[Dataset entries]
- Opening Delimiter -
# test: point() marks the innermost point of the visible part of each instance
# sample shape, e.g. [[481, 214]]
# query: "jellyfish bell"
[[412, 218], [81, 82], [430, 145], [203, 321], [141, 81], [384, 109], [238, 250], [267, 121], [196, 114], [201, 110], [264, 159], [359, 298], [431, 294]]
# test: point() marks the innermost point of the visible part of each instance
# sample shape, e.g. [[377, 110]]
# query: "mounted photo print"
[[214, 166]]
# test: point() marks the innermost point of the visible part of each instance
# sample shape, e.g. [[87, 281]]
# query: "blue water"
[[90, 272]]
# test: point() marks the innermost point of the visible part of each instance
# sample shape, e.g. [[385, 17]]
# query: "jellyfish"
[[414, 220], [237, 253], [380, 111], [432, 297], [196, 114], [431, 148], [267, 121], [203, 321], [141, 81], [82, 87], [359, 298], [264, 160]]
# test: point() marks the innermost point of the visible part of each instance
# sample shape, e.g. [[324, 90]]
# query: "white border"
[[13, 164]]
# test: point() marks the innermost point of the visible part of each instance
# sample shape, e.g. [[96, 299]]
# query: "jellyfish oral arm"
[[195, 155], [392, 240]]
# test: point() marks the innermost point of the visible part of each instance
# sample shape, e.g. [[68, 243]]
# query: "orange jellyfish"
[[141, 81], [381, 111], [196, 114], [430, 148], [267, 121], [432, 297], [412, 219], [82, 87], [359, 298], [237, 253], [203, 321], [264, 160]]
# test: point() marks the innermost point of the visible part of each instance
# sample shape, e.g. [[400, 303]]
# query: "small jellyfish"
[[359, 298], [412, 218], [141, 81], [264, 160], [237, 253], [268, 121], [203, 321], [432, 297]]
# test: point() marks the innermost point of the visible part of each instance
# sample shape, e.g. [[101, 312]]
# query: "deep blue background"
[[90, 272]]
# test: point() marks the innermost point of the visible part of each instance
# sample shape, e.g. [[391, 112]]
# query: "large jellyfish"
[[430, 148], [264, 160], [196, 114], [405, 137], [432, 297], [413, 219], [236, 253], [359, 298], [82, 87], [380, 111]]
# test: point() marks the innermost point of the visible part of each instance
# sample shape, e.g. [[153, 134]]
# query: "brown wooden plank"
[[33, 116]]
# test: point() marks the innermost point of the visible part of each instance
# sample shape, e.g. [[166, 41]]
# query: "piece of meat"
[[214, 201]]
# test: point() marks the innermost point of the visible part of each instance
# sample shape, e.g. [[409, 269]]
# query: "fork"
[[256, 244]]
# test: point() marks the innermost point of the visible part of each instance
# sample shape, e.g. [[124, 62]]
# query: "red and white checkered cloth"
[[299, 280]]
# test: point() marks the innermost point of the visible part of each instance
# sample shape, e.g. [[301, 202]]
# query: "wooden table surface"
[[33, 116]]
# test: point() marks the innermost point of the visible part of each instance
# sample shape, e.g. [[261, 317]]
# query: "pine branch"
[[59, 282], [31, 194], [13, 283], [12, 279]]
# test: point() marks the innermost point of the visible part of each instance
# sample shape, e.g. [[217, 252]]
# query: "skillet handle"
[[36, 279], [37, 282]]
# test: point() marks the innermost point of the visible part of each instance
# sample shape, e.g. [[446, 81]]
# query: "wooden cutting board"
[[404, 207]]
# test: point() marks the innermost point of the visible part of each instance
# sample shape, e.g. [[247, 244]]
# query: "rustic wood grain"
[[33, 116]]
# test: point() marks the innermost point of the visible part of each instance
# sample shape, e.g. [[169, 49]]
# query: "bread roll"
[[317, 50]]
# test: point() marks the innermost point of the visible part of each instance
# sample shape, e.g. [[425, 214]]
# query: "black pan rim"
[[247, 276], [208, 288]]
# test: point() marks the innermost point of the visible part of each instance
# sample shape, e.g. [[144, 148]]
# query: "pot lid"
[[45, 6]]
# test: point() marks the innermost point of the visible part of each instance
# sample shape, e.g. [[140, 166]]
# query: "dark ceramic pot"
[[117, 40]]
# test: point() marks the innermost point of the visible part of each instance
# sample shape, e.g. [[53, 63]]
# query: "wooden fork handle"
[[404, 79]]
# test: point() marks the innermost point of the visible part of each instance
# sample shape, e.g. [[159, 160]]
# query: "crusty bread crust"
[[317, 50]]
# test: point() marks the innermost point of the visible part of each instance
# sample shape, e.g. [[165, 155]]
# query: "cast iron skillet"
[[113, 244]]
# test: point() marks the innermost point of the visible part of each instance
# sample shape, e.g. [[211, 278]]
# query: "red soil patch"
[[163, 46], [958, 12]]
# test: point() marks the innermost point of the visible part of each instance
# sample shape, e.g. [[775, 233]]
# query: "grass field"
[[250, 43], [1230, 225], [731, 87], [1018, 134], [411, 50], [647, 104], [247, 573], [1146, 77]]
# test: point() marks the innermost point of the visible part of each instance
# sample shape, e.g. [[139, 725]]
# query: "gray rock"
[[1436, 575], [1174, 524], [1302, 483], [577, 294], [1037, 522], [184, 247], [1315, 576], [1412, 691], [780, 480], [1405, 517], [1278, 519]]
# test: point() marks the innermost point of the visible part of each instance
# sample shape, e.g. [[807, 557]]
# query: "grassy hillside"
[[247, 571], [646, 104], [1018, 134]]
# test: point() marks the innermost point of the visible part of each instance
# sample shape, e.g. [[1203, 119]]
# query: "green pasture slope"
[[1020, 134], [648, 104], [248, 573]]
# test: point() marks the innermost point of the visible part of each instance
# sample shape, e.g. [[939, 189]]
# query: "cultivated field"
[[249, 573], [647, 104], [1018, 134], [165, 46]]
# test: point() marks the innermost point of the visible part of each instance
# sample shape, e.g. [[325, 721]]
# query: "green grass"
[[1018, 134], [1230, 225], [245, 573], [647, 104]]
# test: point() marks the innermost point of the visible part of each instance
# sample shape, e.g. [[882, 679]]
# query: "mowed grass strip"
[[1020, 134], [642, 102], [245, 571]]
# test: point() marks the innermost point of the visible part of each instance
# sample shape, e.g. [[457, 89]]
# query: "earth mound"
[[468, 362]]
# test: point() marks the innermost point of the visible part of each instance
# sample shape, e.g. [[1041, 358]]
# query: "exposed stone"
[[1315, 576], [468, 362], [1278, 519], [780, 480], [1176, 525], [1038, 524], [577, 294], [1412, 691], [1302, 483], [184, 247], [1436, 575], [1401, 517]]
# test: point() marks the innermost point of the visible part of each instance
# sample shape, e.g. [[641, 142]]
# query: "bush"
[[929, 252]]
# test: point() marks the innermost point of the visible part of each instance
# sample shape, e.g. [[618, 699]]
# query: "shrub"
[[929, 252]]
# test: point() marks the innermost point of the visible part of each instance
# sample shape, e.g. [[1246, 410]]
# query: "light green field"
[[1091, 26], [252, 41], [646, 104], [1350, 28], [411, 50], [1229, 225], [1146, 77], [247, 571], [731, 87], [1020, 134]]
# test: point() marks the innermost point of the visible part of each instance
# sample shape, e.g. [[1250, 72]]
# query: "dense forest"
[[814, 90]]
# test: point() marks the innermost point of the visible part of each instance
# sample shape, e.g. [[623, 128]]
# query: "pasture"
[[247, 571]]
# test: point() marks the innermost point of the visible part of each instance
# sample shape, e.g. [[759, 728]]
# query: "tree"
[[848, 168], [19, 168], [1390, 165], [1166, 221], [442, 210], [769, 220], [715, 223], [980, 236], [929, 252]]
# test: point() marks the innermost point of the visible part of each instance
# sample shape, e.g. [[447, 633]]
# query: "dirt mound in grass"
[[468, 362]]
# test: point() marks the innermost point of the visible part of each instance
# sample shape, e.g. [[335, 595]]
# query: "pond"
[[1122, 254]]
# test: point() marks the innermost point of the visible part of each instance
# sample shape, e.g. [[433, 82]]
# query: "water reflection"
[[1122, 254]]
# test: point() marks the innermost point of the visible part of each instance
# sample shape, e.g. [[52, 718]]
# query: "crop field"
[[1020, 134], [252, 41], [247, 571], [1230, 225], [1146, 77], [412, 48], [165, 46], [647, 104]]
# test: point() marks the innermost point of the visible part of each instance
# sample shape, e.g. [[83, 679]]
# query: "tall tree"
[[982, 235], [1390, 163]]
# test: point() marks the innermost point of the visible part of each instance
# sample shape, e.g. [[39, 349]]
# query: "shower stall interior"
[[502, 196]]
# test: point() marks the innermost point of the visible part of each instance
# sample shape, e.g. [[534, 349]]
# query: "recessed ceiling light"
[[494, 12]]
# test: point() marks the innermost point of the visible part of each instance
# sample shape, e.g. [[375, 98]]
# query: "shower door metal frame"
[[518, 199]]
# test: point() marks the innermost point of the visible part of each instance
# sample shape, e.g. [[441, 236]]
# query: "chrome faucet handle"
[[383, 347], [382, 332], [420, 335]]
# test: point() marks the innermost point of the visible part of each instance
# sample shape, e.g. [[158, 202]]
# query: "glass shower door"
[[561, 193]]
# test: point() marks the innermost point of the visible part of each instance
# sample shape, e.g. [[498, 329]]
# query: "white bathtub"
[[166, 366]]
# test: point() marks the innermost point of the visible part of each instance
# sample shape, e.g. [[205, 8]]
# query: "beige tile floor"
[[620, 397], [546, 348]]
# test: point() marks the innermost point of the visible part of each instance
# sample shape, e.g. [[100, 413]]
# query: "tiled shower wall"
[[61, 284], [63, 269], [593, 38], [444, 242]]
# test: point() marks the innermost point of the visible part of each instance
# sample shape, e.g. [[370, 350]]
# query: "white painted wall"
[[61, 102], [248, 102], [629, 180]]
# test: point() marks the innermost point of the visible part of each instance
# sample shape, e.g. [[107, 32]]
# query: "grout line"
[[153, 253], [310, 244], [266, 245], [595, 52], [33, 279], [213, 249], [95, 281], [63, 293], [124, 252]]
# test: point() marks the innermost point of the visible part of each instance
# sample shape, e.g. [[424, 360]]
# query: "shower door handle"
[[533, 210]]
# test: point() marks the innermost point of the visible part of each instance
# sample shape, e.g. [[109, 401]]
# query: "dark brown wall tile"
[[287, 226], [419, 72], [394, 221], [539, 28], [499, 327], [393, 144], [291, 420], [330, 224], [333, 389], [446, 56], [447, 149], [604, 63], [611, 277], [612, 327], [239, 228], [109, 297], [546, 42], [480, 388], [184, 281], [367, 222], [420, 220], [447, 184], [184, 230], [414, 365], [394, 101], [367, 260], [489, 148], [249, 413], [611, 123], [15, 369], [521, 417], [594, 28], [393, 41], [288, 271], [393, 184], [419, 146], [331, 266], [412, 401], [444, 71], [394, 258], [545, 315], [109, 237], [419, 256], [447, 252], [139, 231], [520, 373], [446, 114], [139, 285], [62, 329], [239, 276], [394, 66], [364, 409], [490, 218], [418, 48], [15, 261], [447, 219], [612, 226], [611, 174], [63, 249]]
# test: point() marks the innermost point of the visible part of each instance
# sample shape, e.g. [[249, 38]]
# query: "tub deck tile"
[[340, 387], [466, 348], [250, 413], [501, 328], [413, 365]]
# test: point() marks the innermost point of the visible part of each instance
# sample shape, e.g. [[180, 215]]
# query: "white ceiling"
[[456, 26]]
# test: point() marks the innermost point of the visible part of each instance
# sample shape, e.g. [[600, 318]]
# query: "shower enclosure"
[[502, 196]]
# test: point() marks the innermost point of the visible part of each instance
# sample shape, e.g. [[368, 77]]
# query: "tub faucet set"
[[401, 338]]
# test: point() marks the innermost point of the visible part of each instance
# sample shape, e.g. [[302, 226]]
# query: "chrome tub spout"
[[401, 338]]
- Closing Delimiter -
[TASK PROMPT] The response must consist solely of the lines from the top of the records through the line holding "# sample shape, e.g. [[481, 214]]", copied word for word.

[EXERCISE RESPONSE]
# test: point() marks the innermost point of the visible part of each instance
# sample shape, e.g. [[481, 214]]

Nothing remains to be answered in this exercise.